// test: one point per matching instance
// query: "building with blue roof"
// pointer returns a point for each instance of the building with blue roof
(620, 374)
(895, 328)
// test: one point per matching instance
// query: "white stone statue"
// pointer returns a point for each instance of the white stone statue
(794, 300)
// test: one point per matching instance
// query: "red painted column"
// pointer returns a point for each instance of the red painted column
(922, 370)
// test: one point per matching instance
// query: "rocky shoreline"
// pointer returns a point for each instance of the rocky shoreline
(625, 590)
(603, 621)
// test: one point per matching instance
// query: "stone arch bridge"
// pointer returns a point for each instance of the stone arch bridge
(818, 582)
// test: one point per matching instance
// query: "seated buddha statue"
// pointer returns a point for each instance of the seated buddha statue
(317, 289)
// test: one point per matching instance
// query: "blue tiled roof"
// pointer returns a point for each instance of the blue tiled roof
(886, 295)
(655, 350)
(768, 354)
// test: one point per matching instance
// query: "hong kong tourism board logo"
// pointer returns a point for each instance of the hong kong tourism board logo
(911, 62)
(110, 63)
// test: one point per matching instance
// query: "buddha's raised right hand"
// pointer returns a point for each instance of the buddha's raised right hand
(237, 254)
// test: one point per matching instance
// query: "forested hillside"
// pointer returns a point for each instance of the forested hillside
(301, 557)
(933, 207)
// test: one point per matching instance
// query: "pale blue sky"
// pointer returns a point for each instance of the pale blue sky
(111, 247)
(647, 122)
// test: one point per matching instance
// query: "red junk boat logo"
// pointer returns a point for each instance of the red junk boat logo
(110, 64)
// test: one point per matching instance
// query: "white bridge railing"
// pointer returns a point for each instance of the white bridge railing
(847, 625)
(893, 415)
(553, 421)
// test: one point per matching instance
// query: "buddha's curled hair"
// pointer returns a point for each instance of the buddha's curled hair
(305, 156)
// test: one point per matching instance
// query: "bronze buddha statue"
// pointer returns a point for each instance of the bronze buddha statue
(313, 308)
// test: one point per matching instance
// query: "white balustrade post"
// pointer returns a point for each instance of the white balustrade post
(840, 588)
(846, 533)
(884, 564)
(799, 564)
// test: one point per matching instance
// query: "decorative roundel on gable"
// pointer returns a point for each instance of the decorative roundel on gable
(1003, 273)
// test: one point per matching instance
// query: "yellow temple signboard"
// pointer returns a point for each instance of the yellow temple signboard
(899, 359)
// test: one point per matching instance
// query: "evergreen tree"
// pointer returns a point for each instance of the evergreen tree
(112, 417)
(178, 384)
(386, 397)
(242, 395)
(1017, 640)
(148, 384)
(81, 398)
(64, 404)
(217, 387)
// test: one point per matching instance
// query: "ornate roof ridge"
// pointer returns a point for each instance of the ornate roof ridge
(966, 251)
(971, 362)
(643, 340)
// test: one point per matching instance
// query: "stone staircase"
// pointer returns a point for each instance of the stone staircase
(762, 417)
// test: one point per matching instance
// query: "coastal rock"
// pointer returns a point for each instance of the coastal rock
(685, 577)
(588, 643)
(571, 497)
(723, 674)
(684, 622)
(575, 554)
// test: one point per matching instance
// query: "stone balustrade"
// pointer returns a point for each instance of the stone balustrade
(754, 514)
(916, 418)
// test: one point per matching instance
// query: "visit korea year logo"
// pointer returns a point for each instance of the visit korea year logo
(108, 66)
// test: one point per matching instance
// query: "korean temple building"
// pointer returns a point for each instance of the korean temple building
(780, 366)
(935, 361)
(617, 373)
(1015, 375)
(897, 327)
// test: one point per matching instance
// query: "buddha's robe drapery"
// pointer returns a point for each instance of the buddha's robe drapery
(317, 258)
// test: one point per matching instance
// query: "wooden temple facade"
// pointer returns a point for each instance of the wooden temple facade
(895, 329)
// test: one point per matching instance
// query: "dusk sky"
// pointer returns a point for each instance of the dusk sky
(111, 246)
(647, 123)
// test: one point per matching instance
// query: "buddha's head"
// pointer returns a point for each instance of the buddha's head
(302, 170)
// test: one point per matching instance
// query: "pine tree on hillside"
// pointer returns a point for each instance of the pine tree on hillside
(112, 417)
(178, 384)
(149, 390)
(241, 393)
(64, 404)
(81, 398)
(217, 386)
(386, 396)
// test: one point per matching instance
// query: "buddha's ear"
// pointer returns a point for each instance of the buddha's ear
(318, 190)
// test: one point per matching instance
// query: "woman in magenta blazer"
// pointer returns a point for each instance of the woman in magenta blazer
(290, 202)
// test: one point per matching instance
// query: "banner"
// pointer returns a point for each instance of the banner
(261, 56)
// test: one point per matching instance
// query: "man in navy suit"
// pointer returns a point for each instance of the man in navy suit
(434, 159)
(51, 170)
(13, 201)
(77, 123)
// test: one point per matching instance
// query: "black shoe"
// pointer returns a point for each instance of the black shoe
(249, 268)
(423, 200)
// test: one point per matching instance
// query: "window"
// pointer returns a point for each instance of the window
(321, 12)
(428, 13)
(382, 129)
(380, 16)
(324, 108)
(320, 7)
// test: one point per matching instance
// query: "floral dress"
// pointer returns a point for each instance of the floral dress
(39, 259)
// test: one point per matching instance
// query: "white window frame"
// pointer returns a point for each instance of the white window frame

§

# [What the task requires]
Using the records above, find and show each line with the string "frame".

# [Answer section]
// query: "white window frame"
// pointer returns a point for each instance of the white window frame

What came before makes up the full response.